#### TASK OBJECTIVE:
The records that follow are to be given again exactly, with their pictures omitted.

#### Records drawn from a dataset:
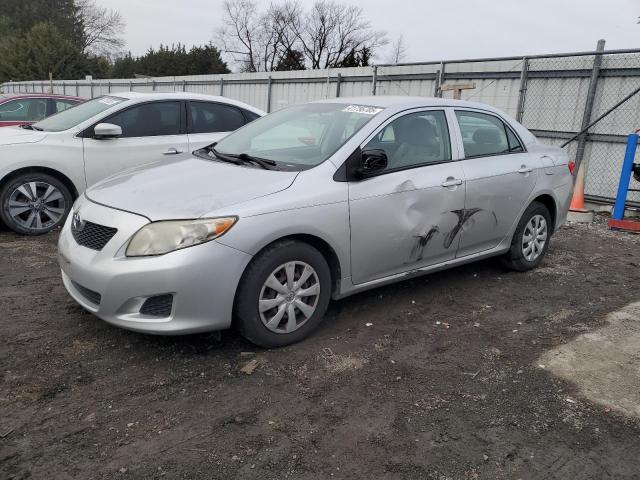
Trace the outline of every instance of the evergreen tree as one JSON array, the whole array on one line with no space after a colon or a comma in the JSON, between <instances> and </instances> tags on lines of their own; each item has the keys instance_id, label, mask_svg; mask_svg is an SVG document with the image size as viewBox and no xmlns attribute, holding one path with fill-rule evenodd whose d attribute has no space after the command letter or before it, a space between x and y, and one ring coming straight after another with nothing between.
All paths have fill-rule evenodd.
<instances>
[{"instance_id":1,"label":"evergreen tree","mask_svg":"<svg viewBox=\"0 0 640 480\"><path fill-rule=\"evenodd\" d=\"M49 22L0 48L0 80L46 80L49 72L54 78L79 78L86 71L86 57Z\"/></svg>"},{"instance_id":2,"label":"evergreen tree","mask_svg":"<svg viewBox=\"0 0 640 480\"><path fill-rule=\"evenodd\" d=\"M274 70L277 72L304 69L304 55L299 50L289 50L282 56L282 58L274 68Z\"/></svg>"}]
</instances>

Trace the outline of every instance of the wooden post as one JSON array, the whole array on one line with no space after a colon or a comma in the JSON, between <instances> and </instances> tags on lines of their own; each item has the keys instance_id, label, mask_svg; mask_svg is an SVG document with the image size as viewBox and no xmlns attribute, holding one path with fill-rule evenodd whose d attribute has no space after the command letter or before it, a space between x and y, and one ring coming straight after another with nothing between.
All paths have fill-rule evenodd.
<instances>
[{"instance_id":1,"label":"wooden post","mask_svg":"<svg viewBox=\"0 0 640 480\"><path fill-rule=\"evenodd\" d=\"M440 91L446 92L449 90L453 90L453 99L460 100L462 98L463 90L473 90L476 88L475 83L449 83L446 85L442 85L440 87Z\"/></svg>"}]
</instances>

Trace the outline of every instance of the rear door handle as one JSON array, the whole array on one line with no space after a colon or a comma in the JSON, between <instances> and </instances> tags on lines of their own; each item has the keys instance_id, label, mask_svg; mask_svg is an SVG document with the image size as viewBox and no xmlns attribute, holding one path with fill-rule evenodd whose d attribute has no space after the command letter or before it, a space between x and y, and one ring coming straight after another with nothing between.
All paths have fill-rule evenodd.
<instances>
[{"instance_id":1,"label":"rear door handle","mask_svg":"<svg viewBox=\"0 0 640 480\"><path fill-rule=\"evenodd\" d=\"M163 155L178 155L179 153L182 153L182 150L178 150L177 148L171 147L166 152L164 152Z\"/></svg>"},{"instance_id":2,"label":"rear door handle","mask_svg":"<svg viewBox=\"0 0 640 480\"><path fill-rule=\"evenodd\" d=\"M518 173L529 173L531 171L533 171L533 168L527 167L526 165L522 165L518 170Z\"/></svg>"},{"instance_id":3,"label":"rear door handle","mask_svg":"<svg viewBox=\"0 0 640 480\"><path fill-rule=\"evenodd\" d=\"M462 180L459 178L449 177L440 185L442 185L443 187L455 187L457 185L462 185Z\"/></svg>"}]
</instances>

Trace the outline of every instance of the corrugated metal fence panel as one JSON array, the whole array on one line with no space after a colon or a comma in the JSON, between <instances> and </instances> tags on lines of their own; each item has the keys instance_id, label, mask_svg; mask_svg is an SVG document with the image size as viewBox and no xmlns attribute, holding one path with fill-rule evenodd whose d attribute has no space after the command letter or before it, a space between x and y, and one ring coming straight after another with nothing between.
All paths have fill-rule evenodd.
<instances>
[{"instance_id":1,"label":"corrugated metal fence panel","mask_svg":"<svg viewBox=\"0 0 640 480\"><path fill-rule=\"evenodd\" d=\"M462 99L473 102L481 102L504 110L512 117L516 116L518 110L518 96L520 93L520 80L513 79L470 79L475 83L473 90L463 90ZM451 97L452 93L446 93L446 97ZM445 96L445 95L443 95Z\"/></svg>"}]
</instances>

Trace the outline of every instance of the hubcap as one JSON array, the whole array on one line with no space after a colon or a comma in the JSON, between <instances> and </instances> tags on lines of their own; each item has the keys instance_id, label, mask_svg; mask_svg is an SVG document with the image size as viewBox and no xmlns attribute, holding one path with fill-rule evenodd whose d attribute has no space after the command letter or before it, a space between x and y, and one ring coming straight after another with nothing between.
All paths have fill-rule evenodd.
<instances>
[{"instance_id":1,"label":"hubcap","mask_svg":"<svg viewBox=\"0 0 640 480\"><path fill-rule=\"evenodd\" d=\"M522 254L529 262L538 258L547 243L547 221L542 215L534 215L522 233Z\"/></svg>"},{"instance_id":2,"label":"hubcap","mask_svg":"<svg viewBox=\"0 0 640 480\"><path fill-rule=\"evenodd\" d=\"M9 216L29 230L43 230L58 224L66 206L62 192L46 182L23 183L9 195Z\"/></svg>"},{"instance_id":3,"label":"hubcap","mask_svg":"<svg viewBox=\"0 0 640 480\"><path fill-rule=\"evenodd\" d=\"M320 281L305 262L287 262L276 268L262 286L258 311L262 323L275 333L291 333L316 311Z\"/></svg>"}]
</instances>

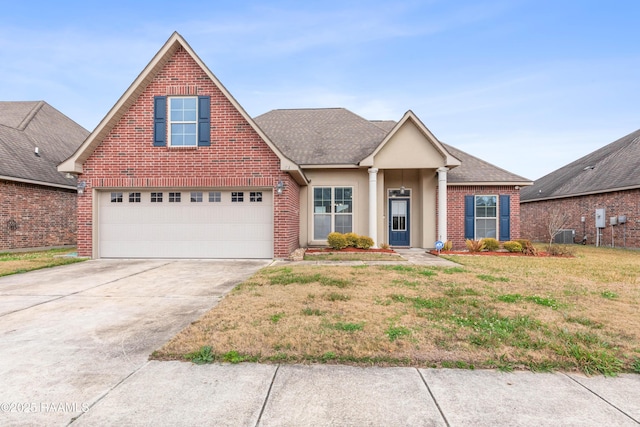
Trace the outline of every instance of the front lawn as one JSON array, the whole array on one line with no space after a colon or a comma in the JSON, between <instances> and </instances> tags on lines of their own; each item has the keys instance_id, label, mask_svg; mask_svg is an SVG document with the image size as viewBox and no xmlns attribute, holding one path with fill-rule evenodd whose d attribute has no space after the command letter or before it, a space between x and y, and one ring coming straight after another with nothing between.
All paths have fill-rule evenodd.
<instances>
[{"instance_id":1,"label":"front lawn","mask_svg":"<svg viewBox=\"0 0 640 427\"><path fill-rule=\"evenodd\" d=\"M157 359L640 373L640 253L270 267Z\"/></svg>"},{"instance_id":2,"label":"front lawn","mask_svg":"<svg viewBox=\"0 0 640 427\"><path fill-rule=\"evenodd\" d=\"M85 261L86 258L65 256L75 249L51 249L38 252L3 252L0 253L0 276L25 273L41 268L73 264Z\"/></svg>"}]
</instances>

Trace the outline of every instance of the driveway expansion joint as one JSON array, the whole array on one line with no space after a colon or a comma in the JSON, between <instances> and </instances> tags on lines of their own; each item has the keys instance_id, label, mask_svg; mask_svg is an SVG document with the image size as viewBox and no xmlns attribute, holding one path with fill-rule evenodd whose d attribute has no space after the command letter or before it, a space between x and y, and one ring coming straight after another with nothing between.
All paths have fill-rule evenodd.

#### OUTPUT OF THE EXERCISE:
Trace the outline of every instance of the evergreen tree as one JSON array, the whole array on one line with no space after a colon or a comma in the JSON, between <instances> and </instances> tags on lines of their own; each item has the keys instance_id, label, mask_svg; mask_svg is an SVG document with the image size as viewBox and no xmlns attribute, holding one path with fill-rule evenodd whose d attribute has no space after the command letter or before it, a space between x and y, and one ring coming straight after another with nothing between.
All paths have fill-rule evenodd.
<instances>
[{"instance_id":1,"label":"evergreen tree","mask_svg":"<svg viewBox=\"0 0 640 480\"><path fill-rule=\"evenodd\" d=\"M49 22L0 48L0 80L46 80L49 72L54 78L79 78L86 71L86 57Z\"/></svg>"},{"instance_id":2,"label":"evergreen tree","mask_svg":"<svg viewBox=\"0 0 640 480\"><path fill-rule=\"evenodd\" d=\"M274 70L277 72L304 69L304 55L299 50L289 50L282 56L282 58L274 68Z\"/></svg>"}]
</instances>

Trace the outline of every instance of the wooden post as one JSON array, the whole array on one line with no space after a colon or a comma in the JSON, between <instances> and </instances> tags on lines of their own; each item has the keys instance_id, label, mask_svg; mask_svg is an SVG document with the image size as viewBox and no xmlns attribute, holding one path with fill-rule evenodd whose d attribute has no space after the command letter or before it, a space between x and y, and one ring coming straight after another with nothing between.
All paths have fill-rule evenodd.
<instances>
[{"instance_id":1,"label":"wooden post","mask_svg":"<svg viewBox=\"0 0 640 480\"><path fill-rule=\"evenodd\" d=\"M440 91L446 92L449 90L453 90L453 99L460 100L462 98L463 90L473 90L476 88L475 83L449 83L446 85L442 85L440 87Z\"/></svg>"}]
</instances>

Trace the outline of every instance of the rear door handle as one JSON array, the whole array on one line with no space after a colon or a comma in the JSON, between <instances> and </instances> tags on lines of their own; each item has the keys instance_id, label, mask_svg; mask_svg is an SVG document with the image size as viewBox and no xmlns attribute, holding one path with fill-rule evenodd whose d attribute has no space after the command letter or before it, a space between x and y, and one ring coming straight after another with nothing between.
All paths have fill-rule evenodd.
<instances>
[{"instance_id":1,"label":"rear door handle","mask_svg":"<svg viewBox=\"0 0 640 480\"><path fill-rule=\"evenodd\" d=\"M163 155L178 155L179 153L182 153L182 150L178 150L177 148L171 147L166 152L164 152Z\"/></svg>"},{"instance_id":2,"label":"rear door handle","mask_svg":"<svg viewBox=\"0 0 640 480\"><path fill-rule=\"evenodd\" d=\"M518 173L529 173L531 171L533 171L533 168L527 167L526 165L522 165L518 170Z\"/></svg>"},{"instance_id":3,"label":"rear door handle","mask_svg":"<svg viewBox=\"0 0 640 480\"><path fill-rule=\"evenodd\" d=\"M462 180L459 178L449 177L440 185L442 185L443 187L455 187L457 185L462 185Z\"/></svg>"}]
</instances>

Trace the outline of every instance of the corrugated metal fence panel as one JSON array, the whole array on one line with no space after a colon or a comma in the JSON, between <instances> and </instances> tags on lines of their own; each item has the keys instance_id, label, mask_svg; mask_svg is an SVG document with the image size as viewBox and no xmlns attribute, holding one path with fill-rule evenodd whose d attribute has no space after the command letter or before it, a space between x and y, and one ring coming straight after another with nothing between.
All paths have fill-rule evenodd.
<instances>
[{"instance_id":1,"label":"corrugated metal fence panel","mask_svg":"<svg viewBox=\"0 0 640 480\"><path fill-rule=\"evenodd\" d=\"M462 99L473 102L481 102L504 110L512 117L516 116L518 110L518 96L520 93L520 80L513 79L470 79L475 83L473 90L463 90ZM451 97L452 93L446 93L446 97ZM445 96L445 95L443 95Z\"/></svg>"}]
</instances>

Trace the outline of every instance of the hubcap as one JSON array, the whole array on one line with no space after a colon or a comma in the JSON, between <instances> and </instances> tags on lines of their own; each item has the keys instance_id, label, mask_svg; mask_svg is an SVG document with the image size as viewBox and no xmlns attribute, holding one path with fill-rule evenodd whose d attribute has no space after the command letter or before it, a space between x and y, and one ring coming straight after another with nothing between.
All paths have fill-rule evenodd.
<instances>
[{"instance_id":1,"label":"hubcap","mask_svg":"<svg viewBox=\"0 0 640 480\"><path fill-rule=\"evenodd\" d=\"M522 254L529 262L538 258L547 243L547 221L542 215L534 215L522 233Z\"/></svg>"},{"instance_id":2,"label":"hubcap","mask_svg":"<svg viewBox=\"0 0 640 480\"><path fill-rule=\"evenodd\" d=\"M9 216L29 230L43 230L58 224L66 206L62 192L46 182L23 183L9 195Z\"/></svg>"},{"instance_id":3,"label":"hubcap","mask_svg":"<svg viewBox=\"0 0 640 480\"><path fill-rule=\"evenodd\" d=\"M320 281L305 262L287 262L276 268L262 286L258 311L262 323L275 333L291 333L316 311Z\"/></svg>"}]
</instances>

Trace the outline of every instance of the front lawn as one JSON array, the whole array on one line with no space after a colon or a comma in the JSON, between <instances> and </instances> tags on lines of their own; each item has the keys instance_id, label, mask_svg; mask_svg is an SVG document with the image size as viewBox and no xmlns attribute, holding one path with fill-rule evenodd whose d attribute has no space after the command letter or before it, a space between x and y, and one ring coming straight after another with nothing between.
All paths have fill-rule evenodd.
<instances>
[{"instance_id":1,"label":"front lawn","mask_svg":"<svg viewBox=\"0 0 640 427\"><path fill-rule=\"evenodd\" d=\"M157 359L640 373L640 253L270 267Z\"/></svg>"},{"instance_id":2,"label":"front lawn","mask_svg":"<svg viewBox=\"0 0 640 427\"><path fill-rule=\"evenodd\" d=\"M85 261L86 258L65 256L75 249L51 249L38 252L3 252L0 253L0 276L25 273L41 268L73 264Z\"/></svg>"}]
</instances>

Trace the outline of every instance of the driveway expansion joint as one JSON array, the whole array on one line with no space after a colon or a comma in the JSON, between <instances> and </instances> tags on lines of their own; each item has the keys instance_id, label, mask_svg; mask_svg is an SVG document with the image size as viewBox and no xmlns attribute, holding one path with fill-rule evenodd whose d attribute has no space after the command letter or before it, a space between x and y, and one ring coming straight after another with nothing between.
All paths have fill-rule evenodd.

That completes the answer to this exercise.